▸ **Brief**: Rewrite the entries below, replacing "instance" with "object" wherever it appears and changing nothing else. Omit the pictures from your version.

▸ **Records provided**:
== == ==
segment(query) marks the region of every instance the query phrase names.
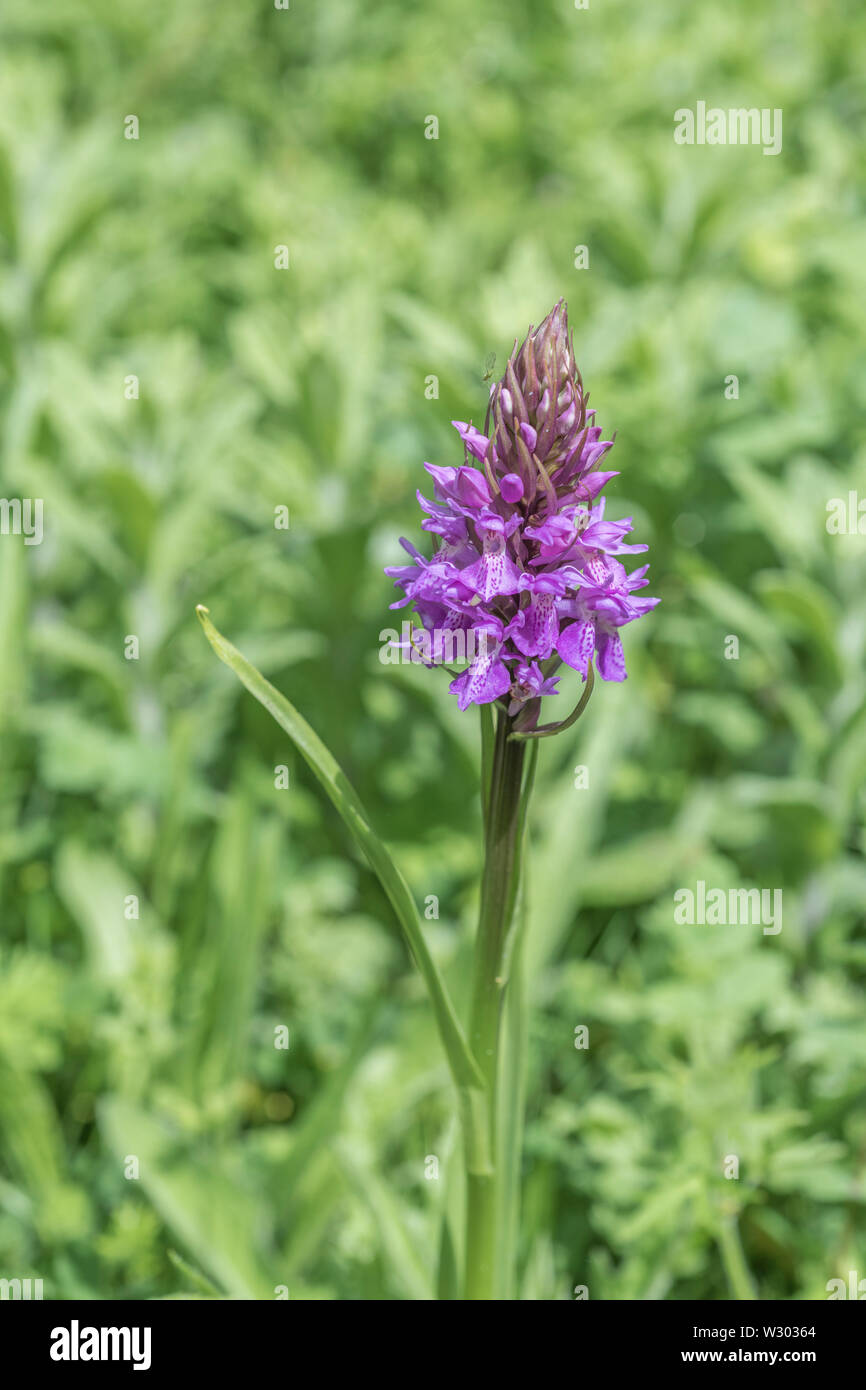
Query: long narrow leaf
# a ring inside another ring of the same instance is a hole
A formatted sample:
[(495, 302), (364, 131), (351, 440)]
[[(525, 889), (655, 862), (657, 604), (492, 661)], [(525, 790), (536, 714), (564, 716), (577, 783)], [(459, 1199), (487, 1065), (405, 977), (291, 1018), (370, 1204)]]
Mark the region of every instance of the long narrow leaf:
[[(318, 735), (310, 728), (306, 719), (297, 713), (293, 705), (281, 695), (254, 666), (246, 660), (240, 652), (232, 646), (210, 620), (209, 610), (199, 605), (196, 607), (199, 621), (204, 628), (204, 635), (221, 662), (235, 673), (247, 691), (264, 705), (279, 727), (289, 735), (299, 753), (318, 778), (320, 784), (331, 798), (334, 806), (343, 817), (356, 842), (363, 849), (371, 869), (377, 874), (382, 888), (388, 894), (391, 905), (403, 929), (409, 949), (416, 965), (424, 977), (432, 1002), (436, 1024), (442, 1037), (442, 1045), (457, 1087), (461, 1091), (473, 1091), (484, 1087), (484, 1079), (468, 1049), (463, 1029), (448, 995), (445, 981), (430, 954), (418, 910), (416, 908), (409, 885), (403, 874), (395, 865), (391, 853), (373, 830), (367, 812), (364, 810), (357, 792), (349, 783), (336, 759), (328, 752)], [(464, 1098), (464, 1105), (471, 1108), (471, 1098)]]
== == ==
▸ **Written response**:
segment(query) marks the region of every object the query phrase names.
Query: long narrow leaf
# a ring inside another ring of the same object is a hole
A formatted sample:
[(495, 302), (364, 131), (351, 440)]
[[(525, 889), (655, 862), (657, 604), (492, 661)], [(525, 790), (536, 714), (564, 716), (577, 783)], [(459, 1199), (487, 1065), (405, 977), (291, 1018), (370, 1204)]]
Mark the region of every object of the long narrow leaf:
[[(318, 735), (310, 728), (306, 719), (297, 713), (293, 705), (281, 695), (254, 666), (246, 660), (240, 652), (232, 646), (210, 620), (209, 610), (199, 605), (196, 607), (199, 621), (204, 628), (204, 635), (221, 662), (235, 673), (247, 691), (264, 705), (279, 727), (289, 735), (299, 753), (318, 778), (320, 784), (331, 798), (334, 806), (343, 817), (356, 842), (363, 849), (371, 869), (377, 874), (382, 888), (388, 894), (391, 905), (403, 929), (409, 949), (416, 965), (424, 977), (432, 1002), (436, 1024), (442, 1037), (442, 1045), (457, 1087), (461, 1091), (473, 1091), (484, 1087), (484, 1079), (468, 1049), (463, 1029), (448, 995), (445, 981), (430, 954), (418, 910), (416, 908), (409, 885), (403, 874), (395, 865), (391, 853), (373, 830), (367, 812), (364, 810), (357, 792), (349, 783), (336, 759), (328, 752)], [(464, 1098), (464, 1105), (471, 1108), (471, 1098)]]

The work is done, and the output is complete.